> **Text excerpt**
◆ ◆ ◆ ◆

Count decks like Stuey Ungar
Count decks like Stuey Ungar

Count decks like Stuey Ungar

I saw a recent video of Doug about Ungar, which also included a reference to the famous prop bet he won to count down 6 decks of cards and name the last remaining card.

You can do that too and impress your friends. Or win a prop bet. Here is my method.

While going through the deck, you need to remember two counters. One for the suit, one for the rank.

Let's start with the suit, the easiest.
Clubs=1, Diamonds=2, Hearts =3, Spades = 0.
For one deck of cards, this sums up to 13*(1+2+3)=78. Start with counter=0 and add up numbers as you reveal cards and their suits.

If after 51 cards the sum is 78, the last card is a spade. 77 club. 76 Diamond. 75 means heart.

You can make things easier and substract 6 every time the counter goes above 6. I'm that case 6=spade, 5 =clubs, 4=diamond and 3 is hearts.

◆ ◆ ◆ ◆

> **Your task**
Continue the forum post on naming the last card of a counted-down deck, picking up right after its final sentence.

◆ ◆ ◆ ◆

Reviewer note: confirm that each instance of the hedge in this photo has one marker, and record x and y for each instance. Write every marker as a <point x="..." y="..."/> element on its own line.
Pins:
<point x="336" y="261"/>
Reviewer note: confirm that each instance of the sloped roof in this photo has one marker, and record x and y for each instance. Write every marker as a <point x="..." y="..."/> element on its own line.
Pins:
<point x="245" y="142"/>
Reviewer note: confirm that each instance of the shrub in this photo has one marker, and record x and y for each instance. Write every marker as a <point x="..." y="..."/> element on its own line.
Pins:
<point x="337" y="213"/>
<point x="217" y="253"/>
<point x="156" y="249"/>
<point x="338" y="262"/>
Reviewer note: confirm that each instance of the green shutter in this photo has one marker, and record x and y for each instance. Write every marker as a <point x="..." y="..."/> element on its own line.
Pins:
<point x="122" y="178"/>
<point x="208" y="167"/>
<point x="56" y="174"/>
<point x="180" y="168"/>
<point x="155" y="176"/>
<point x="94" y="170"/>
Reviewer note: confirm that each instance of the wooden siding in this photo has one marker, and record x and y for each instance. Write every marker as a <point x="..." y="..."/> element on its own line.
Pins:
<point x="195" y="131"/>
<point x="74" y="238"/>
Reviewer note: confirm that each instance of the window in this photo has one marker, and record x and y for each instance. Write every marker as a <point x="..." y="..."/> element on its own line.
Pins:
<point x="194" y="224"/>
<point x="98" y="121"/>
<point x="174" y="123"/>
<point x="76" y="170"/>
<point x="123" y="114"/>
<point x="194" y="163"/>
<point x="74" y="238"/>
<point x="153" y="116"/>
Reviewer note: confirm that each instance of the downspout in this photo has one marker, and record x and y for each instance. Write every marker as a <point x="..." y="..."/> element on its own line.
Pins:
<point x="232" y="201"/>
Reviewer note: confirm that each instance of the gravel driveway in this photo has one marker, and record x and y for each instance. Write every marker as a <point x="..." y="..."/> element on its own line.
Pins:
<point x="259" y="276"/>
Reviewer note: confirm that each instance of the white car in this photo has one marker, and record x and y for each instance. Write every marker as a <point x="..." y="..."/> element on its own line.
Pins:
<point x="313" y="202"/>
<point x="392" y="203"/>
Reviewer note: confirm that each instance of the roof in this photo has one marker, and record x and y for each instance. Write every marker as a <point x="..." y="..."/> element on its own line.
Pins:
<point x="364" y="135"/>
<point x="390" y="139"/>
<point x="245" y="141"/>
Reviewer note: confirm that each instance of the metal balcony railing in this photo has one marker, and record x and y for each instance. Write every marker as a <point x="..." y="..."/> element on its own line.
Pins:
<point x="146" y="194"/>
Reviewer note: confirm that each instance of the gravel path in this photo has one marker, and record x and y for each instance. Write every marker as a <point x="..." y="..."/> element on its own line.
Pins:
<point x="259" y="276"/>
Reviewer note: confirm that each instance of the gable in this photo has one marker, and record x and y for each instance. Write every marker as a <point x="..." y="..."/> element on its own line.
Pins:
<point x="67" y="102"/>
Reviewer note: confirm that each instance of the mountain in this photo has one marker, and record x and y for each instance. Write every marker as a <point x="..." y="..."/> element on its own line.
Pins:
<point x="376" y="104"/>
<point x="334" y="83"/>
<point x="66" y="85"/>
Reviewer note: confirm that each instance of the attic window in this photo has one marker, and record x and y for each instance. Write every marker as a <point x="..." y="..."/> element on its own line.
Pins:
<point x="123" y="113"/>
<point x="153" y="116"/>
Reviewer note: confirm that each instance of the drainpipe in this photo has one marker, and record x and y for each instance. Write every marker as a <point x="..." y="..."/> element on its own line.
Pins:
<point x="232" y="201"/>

◆ ◆ ◆ ◆

> **Exercise response**
The second counter is for the rank and goes the same way.
Ace=1, 2-10 = their value, Jack= 11, Queen = 12, King = 0.

Every time the rank counter goes above 13, substract 13 to keep things simpler.

After 51 cards the rank of the.last card is determined by 13-sum.

Congrats, you have remembered two numbers and now know the last card.

Practice this twice and you will become confident. You will also quickly learn that Q is most often treated as -1, which is easier than doing +12 and then -13. Similarly the J is usually -2.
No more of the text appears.